-- Records for this task --
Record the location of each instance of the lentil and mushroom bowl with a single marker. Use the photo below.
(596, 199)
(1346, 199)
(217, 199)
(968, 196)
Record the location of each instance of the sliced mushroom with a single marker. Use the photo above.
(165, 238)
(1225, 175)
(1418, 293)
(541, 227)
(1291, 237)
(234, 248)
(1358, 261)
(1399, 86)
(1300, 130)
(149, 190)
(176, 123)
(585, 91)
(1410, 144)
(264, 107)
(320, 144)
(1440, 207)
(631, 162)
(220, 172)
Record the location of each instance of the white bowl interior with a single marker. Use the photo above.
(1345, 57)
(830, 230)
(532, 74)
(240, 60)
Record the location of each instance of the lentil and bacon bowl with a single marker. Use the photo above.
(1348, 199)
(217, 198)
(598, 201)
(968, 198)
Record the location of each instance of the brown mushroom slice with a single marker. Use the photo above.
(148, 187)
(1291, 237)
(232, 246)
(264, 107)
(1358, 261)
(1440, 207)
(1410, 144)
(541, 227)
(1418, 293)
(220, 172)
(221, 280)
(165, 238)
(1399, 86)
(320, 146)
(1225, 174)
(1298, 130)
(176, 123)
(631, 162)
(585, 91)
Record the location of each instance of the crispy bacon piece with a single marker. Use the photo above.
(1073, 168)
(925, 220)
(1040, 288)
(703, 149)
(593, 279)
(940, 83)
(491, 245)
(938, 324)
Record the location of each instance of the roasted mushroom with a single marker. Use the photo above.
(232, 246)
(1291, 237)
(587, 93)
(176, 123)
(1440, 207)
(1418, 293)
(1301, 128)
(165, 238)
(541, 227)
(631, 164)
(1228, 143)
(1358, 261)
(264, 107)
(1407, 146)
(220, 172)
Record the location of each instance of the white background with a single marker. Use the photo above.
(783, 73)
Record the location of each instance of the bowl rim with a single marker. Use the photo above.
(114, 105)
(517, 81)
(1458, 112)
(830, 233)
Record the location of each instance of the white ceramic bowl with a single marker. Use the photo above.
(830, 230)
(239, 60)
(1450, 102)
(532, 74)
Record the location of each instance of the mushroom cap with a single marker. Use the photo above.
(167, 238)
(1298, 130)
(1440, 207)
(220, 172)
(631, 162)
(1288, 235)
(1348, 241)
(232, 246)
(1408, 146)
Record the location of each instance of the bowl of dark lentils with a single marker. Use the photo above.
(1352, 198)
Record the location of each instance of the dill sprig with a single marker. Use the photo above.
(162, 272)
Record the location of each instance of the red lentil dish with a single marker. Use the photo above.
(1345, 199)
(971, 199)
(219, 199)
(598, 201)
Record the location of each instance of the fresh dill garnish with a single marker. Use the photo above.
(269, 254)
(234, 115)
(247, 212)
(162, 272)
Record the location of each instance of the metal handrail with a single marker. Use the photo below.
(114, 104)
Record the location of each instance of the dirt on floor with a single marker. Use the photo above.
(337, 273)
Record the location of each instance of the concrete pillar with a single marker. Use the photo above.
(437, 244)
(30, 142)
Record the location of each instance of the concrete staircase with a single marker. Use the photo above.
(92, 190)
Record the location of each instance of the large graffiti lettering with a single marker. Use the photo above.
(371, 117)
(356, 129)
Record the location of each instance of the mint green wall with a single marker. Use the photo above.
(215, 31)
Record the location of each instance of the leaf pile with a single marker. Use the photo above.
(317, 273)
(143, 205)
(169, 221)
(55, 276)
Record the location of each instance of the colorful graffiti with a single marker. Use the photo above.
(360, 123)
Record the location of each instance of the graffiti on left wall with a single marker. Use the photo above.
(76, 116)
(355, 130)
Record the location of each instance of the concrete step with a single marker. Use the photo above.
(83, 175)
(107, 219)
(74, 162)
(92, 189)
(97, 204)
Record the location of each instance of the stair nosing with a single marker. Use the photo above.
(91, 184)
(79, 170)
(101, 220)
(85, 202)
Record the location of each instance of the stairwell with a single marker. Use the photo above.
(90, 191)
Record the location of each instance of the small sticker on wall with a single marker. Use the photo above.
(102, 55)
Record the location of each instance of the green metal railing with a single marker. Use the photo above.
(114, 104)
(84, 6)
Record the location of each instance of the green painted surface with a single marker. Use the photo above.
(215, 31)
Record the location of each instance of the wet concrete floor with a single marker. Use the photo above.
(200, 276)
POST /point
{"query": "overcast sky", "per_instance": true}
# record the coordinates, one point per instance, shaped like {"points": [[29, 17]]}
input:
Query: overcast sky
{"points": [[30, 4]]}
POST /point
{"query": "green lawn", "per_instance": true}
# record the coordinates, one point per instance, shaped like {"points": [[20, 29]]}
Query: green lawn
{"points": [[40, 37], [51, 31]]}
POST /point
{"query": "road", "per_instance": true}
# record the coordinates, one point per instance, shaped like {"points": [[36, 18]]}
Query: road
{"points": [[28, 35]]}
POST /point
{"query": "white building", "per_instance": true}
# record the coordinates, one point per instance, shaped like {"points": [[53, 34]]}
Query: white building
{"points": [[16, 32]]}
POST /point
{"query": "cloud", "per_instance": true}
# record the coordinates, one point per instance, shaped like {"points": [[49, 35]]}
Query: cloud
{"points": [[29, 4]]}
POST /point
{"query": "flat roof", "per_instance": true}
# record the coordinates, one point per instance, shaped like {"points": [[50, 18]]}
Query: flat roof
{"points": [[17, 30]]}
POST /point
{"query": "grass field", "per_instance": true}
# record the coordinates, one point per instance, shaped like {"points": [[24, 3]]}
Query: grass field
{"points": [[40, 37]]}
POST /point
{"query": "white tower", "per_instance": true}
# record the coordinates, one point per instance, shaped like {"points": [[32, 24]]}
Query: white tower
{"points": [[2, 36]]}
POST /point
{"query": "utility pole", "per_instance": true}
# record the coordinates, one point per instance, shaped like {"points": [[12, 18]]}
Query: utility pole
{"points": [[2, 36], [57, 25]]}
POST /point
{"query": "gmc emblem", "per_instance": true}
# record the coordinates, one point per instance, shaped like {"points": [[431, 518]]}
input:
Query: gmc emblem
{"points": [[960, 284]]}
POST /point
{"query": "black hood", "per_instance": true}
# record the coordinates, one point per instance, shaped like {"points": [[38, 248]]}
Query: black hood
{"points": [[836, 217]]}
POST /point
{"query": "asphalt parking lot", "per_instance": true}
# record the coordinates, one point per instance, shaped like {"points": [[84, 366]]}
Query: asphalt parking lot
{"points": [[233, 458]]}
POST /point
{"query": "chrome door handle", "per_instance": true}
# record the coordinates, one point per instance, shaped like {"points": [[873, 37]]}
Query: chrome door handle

-- Problem statement --
Please show every line of the records that holds the word "handle".

-- Exercise response --
{"query": "chrome door handle", "per_instance": true}
Query: chrome door handle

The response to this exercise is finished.